What to produce –
Return each line in the records that contains the word "blue", matching it with case taken into account.

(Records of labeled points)
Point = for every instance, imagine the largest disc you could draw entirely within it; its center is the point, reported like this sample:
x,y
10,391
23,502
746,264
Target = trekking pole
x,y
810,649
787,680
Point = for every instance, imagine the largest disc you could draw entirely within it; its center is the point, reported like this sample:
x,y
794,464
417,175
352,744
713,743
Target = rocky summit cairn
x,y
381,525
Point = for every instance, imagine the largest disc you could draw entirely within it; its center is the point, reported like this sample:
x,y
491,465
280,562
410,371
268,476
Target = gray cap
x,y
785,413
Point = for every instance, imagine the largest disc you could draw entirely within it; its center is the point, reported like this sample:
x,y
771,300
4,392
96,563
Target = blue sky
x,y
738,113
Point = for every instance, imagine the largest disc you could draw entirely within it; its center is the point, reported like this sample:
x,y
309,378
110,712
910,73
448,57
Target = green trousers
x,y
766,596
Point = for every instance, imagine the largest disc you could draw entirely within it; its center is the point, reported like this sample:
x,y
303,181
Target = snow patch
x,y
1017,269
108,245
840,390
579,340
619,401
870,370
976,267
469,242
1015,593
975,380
--
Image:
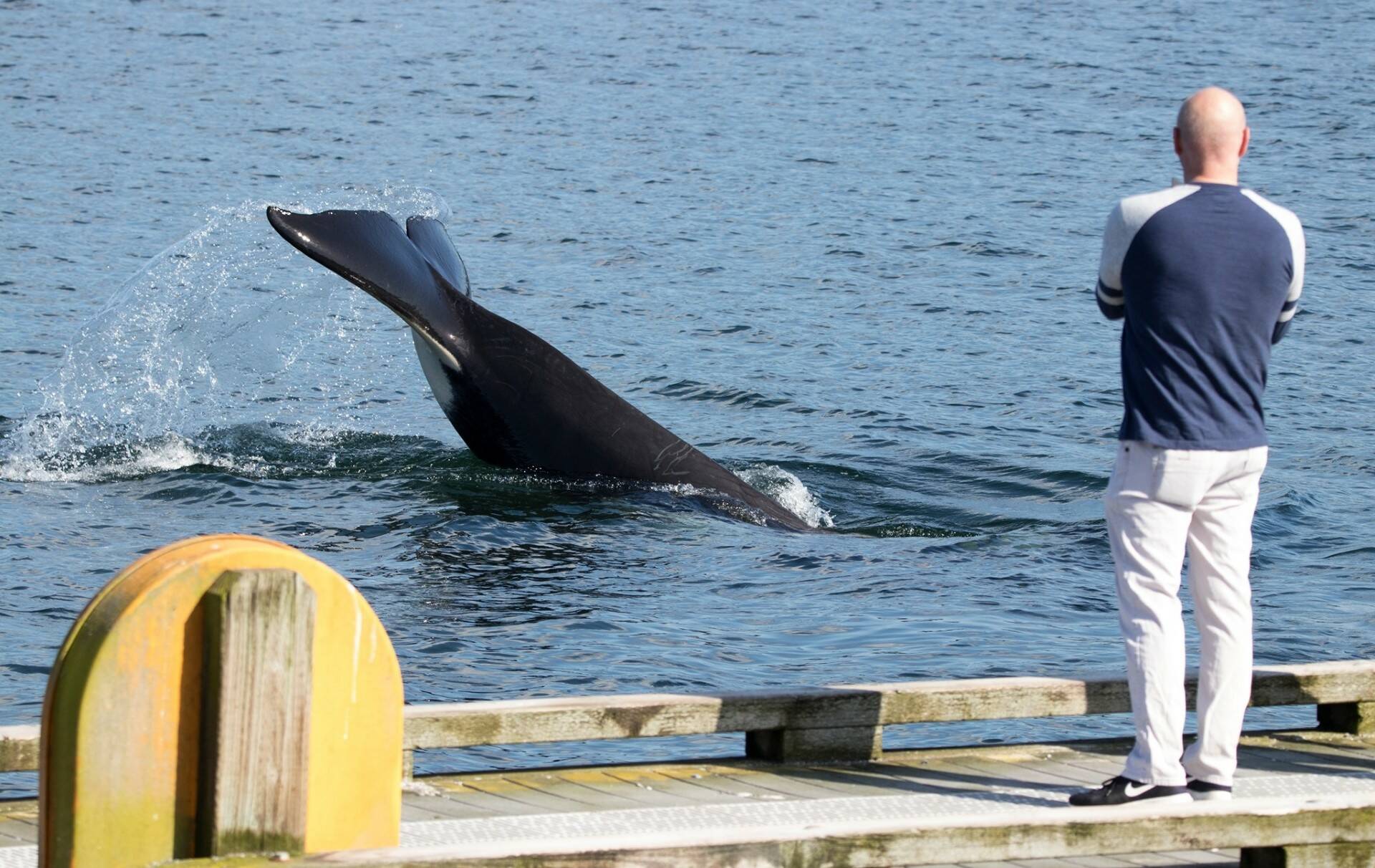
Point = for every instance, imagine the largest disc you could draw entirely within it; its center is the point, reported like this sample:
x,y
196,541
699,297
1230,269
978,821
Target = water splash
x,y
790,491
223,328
==
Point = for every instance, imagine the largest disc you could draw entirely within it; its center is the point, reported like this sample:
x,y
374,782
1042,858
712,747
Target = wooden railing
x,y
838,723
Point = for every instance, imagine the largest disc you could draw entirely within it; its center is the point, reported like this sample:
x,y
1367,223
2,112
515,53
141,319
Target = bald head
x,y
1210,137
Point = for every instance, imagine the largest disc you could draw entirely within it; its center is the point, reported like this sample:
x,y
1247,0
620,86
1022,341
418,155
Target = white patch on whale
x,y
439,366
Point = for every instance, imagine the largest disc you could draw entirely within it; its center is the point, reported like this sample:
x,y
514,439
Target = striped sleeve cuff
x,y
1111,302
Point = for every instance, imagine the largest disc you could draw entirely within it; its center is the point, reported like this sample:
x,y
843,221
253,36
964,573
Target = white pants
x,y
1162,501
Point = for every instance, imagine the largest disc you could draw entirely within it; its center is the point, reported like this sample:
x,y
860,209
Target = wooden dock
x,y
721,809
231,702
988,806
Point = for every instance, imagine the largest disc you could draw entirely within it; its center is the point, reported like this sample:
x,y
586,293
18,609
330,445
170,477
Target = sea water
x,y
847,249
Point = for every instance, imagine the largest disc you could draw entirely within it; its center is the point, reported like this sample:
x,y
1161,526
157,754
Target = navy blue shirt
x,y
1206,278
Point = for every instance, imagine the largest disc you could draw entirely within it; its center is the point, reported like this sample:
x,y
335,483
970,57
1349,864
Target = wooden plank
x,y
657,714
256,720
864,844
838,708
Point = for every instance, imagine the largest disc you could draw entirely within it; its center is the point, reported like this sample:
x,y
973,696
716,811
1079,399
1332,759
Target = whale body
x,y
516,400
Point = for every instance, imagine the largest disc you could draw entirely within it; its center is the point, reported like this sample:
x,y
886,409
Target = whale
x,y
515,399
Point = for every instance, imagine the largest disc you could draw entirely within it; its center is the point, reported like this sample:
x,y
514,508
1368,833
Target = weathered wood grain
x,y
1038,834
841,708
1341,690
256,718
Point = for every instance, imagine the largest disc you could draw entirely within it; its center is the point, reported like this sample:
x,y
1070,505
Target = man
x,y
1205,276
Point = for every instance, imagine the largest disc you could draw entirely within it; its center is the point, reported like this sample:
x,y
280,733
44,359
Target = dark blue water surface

Response to the task –
Target = blue sky
Target = navy blue shirt
Target = dark blue water surface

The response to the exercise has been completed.